=== Teks yang Disediakan ===
Kajian tentang filsafat hukum merupakan studi yang sifatnya mendasar dan komprehensif dalam ilmu hukum. Hal ini karena filsafat hukum merupakan landasan bagi hukum positif yang berlaku di suatu negara, demikian halnya dalam pengaturan HAM. Landasan filsafat negara sangat menentukan bagaimana pola pengaturan HAM di negara yang bersangkutan, apakah negara itu berpaham liberalis, sosialis maupun Pancasialis. Pancasila sebagai philosophische gronslag bangsa Indonesia merupakan dasar dari filsafat hukum Pancasila yang selanjutnya menjadi dasar dari hukum dan praktek hukum di Indonesia. perenungan dan perumusan nilai-nilai filsafat hukum juga mencakup penyerasian nilai-nilai, misalnya penyerasian antara ketertiban dengan ketentraman, antara kebendaan dengan keakhlakan, dan antara kelanggengan dengan konservatisme dengan pembaharuan.[8]

B.       Metodologi Filsafat Hukum
Sebagaimana filsafat pada umumnya yang memiliki kesamaan didalam metodologi begitu juga filsafat hukum juga memiliki metodologi diantaranya adalah:
1.      Radikal, artinya berpikir sampai ke akar-akamya, hingga sampai pada hakikat atau substansi yang dipikirkan.
2.      Universal artinya pemikiran filsafat menyangkut pengalaman umum manusia. Kekhususan berpikir filsafat menurut Jaspers terfetak pada aspek keumumannya.
3.      Konseptual, artinya merupakan hasil generallsasi dan abstraksi pengalaman manusia. Misalnya : apakah kebebasan itu?
4.      Koheren dan konsisten (runtut). Koheren artinya sesuai dengan kaidah-kaidah berpfikir logis. Konsisten artinya tidak mengandung kontradiksi.
5.      Sistematik, artinya pendapat kefilsafatan itu harus saling berhubungan secara teratur dan terkandung adanya maksud atau tujuan tertentu.
6.      Komprehensif, artinya menyeluruh. Berpikir secara kefilsafatan merupakan usaha menjelaskan alam semesta secara keseluruhan.
7.      Bebas, artinya sampal batas-batas yang luas, pemikiran filsafat boleh dikatakan merupakan hasil pemikiran yang bebas, yakni bebas dari prasangka-prasangka sosial, historis, kultural, bahkan relijius.
=== Cuplikan Data ===
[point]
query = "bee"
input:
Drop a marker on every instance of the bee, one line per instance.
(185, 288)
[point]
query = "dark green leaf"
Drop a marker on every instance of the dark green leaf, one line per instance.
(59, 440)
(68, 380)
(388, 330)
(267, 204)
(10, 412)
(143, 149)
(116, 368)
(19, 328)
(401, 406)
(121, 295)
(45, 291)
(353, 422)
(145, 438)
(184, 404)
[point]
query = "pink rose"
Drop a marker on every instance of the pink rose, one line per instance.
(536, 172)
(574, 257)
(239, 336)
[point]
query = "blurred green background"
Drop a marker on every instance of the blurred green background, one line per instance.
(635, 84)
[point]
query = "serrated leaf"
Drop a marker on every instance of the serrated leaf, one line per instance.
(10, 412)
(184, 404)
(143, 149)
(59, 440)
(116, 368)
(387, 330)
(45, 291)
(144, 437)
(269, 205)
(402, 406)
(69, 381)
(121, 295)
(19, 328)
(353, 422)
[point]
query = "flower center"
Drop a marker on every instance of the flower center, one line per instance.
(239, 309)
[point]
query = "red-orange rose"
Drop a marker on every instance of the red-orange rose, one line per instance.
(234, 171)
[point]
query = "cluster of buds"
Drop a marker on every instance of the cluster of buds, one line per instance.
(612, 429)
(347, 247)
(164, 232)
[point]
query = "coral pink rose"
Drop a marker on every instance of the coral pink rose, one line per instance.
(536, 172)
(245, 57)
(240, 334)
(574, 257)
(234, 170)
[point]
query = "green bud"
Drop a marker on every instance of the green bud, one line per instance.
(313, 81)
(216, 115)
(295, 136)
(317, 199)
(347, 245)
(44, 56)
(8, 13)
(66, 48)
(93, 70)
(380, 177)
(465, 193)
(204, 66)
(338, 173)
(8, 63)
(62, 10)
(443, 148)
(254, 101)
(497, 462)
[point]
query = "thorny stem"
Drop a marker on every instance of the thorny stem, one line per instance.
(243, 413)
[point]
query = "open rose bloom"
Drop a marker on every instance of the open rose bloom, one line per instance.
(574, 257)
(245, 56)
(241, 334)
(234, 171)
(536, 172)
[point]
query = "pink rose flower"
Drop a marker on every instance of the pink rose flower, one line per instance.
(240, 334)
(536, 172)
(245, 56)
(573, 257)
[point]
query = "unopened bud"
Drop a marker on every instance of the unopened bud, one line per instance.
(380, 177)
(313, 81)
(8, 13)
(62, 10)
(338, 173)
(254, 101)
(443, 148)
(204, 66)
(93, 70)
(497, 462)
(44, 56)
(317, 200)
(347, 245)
===
[Daftar Tugas]
A. Apa saja metodologi filsafat hukum yang disebutkan dalam teks tentang filsafat hukum di atas? Sebutkan semuanya.
B. Tuliskan kembali bagian teks tentang filsafat hukum di atas, mulai dari "3.      Konseptual, artinya" dan berlanjut hingga "kultural, bahkan relijius.".

[Jawaban Lengkap]
A.
1. Radikal
2. Universal
3. Konseptual
4. Koheren dan konsisten (runtut)
5. Sistematik
6. Komprehensif
7. Bebas

B.
3.      Konseptual, artinya merupakan hasil generallsasi dan abstraksi pengalaman manusia. Misalnya : apakah kebebasan itu?
4.      Koheren dan konsisten (runtut). Koheren artinya sesuai dengan kaidah-kaidah berpfikir logis. Konsisten artinya tidak mengandung kontradiksi.
5.      Sistematik, artinya pendapat kefilsafatan itu harus saling berhubungan secara teratur dan terkandung adanya maksud atau tujuan tertentu.
6.      Komprehensif, artinya menyeluruh. Berpikir secara kefilsafatan merupakan usaha menjelaskan alam semesta secara keseluruhan.
7.      Bebas, artinya sampal batas-batas yang luas, pemikiran filsafat boleh dikatakan merupakan hasil pemikiran yang bebas, yakni bebas dari prasangka-prasangka sosial, historis, kultural, bahkan relijius.